_Written exercise_
Rescale everything from the line containing "form [876, 587]." down to the end of the items, both ends included, by reproducing those lines in full with requests included and multiplying each answer coordinate by 1.1, rounded to whole numbers with halves going up. Leave the numbers in the requests and in their format samples unchanged.

Labeled point records:

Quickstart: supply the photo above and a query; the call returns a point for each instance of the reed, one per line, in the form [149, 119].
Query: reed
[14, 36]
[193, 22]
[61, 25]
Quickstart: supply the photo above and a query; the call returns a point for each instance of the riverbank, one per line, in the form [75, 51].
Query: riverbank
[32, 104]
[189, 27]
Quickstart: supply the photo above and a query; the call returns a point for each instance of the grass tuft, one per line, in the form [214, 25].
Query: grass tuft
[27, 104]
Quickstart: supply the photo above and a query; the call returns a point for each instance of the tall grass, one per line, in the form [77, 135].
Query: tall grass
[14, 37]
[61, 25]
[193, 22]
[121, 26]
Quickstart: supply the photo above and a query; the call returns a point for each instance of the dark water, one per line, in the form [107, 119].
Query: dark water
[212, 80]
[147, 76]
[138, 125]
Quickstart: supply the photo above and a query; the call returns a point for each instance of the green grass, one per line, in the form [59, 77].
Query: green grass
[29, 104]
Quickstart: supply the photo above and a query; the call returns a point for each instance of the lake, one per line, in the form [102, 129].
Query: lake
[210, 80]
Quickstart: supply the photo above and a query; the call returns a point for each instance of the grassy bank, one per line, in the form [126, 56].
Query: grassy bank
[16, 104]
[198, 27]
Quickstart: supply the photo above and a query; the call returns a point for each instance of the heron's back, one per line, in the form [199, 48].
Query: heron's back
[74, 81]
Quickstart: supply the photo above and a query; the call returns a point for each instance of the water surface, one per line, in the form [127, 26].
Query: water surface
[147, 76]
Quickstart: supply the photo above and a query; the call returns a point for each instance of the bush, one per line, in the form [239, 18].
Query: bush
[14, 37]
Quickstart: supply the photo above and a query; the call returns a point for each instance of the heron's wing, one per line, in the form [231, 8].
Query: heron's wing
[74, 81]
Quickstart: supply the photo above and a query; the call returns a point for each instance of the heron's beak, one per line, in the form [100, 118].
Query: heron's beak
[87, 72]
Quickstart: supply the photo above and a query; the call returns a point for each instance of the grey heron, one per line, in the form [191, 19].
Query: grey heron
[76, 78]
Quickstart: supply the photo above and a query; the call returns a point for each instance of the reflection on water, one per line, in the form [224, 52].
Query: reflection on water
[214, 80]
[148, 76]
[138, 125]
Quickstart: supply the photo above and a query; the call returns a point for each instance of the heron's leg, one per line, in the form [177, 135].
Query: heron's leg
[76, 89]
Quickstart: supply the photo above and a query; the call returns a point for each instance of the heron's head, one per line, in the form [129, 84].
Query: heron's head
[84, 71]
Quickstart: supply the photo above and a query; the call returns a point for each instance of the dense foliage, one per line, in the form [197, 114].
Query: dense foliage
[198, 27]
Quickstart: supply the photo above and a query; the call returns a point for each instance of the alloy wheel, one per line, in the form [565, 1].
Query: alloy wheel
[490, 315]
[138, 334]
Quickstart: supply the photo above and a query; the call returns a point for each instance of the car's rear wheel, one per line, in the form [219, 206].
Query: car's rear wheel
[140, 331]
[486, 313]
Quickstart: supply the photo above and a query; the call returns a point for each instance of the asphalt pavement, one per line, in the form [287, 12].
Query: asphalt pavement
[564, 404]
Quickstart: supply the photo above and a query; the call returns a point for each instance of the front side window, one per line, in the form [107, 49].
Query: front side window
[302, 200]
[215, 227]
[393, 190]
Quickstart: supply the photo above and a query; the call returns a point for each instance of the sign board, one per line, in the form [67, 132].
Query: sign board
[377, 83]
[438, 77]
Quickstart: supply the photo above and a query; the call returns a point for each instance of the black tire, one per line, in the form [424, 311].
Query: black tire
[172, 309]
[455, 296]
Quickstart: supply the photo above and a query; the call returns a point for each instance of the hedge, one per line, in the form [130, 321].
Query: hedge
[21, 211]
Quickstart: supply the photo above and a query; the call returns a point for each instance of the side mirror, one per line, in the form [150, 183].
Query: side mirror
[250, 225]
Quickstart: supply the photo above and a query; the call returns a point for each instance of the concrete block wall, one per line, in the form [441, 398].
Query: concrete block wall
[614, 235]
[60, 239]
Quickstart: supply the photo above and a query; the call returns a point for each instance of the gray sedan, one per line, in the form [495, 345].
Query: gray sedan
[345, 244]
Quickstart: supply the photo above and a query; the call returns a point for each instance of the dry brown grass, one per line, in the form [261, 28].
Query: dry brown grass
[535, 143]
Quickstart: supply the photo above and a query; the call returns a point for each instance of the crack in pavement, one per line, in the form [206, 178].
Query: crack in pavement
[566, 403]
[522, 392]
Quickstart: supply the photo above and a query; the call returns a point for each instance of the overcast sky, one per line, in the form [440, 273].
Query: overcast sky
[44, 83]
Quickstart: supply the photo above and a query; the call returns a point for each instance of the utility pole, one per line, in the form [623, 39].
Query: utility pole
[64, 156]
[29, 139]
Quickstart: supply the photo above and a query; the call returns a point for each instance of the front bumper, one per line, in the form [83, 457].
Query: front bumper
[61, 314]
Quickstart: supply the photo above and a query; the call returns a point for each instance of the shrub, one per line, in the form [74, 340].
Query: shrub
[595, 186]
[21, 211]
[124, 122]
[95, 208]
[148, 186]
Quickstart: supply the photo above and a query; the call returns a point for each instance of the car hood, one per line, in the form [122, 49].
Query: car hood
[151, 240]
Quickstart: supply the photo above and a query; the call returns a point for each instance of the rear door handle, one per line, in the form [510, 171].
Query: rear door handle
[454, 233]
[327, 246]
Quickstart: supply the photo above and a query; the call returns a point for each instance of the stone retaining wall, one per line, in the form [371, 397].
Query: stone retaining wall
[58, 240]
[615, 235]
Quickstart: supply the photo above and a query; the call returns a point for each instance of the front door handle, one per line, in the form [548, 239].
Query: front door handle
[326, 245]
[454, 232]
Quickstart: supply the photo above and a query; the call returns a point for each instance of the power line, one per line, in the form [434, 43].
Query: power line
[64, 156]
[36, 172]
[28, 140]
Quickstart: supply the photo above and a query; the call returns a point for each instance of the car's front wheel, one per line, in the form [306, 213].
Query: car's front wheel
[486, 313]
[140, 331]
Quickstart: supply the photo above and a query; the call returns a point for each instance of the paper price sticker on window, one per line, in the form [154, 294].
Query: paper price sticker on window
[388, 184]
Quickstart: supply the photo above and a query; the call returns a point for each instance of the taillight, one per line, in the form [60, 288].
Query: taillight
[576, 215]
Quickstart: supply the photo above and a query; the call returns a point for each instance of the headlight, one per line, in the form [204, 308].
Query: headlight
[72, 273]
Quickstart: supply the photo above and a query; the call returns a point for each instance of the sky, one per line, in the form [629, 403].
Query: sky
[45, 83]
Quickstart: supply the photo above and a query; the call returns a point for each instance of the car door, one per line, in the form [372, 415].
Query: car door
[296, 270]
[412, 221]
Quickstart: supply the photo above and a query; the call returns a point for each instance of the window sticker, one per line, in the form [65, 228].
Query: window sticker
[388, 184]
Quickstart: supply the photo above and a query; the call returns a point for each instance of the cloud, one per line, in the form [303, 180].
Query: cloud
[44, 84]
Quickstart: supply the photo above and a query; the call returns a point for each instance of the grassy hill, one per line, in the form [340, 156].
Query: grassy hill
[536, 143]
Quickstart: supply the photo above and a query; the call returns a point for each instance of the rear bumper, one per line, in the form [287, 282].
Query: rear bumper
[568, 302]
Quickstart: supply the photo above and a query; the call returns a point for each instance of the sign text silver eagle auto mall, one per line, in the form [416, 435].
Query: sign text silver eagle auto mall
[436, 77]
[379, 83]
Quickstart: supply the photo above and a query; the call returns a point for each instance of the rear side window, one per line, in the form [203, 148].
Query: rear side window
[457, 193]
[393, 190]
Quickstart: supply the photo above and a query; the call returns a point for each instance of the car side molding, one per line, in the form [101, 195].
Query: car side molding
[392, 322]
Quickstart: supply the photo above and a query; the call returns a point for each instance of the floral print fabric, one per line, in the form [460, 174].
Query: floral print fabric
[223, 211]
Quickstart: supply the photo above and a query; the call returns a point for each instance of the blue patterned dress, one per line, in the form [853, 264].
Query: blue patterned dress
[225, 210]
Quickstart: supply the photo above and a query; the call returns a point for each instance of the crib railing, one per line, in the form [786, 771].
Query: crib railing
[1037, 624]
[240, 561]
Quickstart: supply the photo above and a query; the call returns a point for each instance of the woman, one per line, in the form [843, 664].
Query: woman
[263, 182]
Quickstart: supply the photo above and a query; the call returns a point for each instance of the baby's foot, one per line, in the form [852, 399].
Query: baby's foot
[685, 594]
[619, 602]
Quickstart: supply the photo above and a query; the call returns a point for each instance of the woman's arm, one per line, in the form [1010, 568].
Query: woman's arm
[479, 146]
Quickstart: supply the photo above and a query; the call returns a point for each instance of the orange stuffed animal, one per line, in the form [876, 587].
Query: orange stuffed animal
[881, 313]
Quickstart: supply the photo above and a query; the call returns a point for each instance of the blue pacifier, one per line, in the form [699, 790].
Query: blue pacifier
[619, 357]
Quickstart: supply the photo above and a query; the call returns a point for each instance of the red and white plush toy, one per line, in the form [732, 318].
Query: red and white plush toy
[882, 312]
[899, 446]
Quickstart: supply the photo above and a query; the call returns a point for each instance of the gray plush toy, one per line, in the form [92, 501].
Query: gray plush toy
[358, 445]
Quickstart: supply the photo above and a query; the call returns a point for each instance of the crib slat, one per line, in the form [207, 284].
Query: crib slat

_Task response_
Quickstart: supply the photo above and a query; the call returns a point for each instance of the orange stuffed animal, one per line, in the form [876, 587].
Query: orange stuffed animal
[969, 344]
Quickstart: supply the photo above and a query; the call returns a point for each instance of the blue pacifier, one per line, in the form [699, 790].
Query: blue pacifier
[681, 393]
Quickstart: supply the photo above and a query; the call returns a point for each instance of the red and white plush toy, one per line, in the form [732, 318].
Query: red and white plush toy
[970, 343]
[989, 491]
Quickstart: supply the photo above and a query; the call returns a point for each instance of the gray plush toy, one per line, in the form [92, 501].
Query: gray plush toy
[394, 490]
Quickstart: supply the photo above and a query; the call returns a point for each instance of the crib slat, one per line, in the form [207, 284].
Query: crib slat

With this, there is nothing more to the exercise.